EXERCISE DIRECTIONS: From the line containing "Identify the blue" down to the last line of the material, return those lines verbatim and only those.

-*-

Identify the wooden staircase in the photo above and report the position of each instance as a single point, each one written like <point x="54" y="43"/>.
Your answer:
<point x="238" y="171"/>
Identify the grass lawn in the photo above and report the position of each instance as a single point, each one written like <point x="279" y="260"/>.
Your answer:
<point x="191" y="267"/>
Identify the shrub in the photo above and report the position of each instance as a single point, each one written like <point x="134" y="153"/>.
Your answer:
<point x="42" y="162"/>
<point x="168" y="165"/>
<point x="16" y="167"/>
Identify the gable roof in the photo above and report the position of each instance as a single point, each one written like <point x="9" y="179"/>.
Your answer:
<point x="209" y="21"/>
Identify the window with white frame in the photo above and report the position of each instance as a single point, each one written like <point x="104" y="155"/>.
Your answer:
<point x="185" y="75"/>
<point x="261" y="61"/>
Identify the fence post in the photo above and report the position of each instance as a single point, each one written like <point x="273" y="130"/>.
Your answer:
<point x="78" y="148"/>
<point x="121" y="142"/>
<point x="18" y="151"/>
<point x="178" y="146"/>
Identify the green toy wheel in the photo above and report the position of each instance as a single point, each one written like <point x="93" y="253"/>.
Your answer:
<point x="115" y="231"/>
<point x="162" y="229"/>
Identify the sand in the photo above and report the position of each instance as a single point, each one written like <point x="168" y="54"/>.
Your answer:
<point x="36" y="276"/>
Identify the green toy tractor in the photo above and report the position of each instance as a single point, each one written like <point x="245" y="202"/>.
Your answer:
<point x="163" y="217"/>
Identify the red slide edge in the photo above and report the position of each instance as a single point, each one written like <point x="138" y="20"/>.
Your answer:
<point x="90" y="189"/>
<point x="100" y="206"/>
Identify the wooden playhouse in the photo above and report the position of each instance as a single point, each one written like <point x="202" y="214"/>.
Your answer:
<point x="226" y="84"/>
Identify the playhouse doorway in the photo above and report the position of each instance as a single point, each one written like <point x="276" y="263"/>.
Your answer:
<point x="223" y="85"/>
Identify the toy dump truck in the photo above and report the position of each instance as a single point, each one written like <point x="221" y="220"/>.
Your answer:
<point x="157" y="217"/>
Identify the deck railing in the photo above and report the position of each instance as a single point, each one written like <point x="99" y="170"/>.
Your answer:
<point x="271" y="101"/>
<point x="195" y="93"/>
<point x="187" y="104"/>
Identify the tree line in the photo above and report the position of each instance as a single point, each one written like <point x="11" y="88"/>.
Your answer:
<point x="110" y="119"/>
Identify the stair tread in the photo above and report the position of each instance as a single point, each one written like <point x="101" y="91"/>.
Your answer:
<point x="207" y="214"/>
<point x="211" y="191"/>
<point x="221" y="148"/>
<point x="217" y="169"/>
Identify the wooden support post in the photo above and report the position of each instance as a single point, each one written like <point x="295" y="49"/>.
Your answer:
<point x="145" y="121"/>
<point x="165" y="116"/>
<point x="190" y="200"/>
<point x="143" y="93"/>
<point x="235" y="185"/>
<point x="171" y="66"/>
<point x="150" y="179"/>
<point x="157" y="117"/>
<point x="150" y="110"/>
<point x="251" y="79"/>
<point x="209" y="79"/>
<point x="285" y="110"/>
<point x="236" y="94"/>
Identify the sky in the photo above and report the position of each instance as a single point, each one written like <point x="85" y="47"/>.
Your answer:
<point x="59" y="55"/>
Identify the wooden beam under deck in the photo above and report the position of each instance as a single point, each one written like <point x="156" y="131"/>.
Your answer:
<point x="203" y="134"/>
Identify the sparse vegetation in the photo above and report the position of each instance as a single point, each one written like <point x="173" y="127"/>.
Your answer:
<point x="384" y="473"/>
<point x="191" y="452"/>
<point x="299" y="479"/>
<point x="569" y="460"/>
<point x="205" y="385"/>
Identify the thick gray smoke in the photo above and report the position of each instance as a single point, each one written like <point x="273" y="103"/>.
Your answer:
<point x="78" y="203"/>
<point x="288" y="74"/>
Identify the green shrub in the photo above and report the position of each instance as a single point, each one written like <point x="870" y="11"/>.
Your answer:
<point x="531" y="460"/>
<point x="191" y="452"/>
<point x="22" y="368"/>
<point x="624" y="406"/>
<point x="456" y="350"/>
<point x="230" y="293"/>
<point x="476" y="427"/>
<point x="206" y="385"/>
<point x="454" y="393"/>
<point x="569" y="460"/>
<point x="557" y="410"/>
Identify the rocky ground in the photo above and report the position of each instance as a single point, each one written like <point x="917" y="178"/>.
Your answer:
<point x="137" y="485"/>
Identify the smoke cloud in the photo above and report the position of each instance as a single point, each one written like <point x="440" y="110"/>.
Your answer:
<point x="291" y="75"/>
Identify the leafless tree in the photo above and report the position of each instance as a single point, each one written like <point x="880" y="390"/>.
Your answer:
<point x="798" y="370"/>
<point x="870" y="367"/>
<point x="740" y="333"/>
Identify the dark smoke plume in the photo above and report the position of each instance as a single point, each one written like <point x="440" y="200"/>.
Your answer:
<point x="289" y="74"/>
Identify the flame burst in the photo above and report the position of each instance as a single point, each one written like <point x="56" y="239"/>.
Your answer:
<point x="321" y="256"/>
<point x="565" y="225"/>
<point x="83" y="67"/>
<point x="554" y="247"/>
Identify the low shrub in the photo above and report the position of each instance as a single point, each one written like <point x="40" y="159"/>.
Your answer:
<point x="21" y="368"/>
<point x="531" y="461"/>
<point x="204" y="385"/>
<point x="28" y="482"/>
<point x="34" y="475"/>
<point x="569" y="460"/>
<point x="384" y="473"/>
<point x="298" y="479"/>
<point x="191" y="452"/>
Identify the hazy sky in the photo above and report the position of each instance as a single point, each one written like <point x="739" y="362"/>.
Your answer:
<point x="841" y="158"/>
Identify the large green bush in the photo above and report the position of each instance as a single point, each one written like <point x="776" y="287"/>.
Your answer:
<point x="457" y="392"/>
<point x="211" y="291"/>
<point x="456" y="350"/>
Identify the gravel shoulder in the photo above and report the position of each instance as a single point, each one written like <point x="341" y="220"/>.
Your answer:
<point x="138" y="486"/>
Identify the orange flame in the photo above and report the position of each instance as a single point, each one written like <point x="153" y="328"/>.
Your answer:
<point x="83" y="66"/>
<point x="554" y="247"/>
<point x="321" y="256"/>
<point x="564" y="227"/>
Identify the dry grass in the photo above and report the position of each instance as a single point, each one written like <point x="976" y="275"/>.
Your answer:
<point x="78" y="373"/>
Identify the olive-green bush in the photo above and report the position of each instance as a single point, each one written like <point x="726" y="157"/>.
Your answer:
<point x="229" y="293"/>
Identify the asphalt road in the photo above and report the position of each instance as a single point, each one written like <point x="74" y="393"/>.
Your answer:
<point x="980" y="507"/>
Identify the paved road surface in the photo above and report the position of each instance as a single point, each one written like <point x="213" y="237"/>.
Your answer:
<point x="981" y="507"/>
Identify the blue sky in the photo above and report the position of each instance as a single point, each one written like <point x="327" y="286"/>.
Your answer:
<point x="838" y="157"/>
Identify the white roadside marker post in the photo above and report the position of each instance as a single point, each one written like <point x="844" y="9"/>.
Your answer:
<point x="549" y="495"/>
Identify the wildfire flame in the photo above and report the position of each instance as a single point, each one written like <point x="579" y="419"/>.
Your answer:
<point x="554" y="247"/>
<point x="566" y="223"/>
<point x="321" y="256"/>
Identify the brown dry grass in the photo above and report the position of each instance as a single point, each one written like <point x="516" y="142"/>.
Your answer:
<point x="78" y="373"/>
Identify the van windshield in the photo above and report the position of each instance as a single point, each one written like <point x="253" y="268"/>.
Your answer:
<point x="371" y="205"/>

-*-

EXERCISE SOLUTION:
Identify the blue sky in the photo above and report the position of each instance as a single point, each one written like <point x="327" y="286"/>.
Your answer:
<point x="838" y="157"/>
Identify the white roadside marker post in the photo above and report the position of each instance as a single point, each one written like <point x="844" y="9"/>.
Your answer:
<point x="549" y="495"/>
Identify the wildfire flame in the photo above and report the position of each instance as a single point, each one written like <point x="579" y="419"/>.
Your answer:
<point x="554" y="247"/>
<point x="566" y="223"/>
<point x="321" y="256"/>
Identify the brown dry grass in the photo above and report the position of each instance as a single point, each one written like <point x="516" y="142"/>.
Your answer:
<point x="78" y="373"/>
Identify the van windshield in the photo above and report the position of each instance as a single point, each one written like <point x="253" y="268"/>.
Your answer:
<point x="371" y="205"/>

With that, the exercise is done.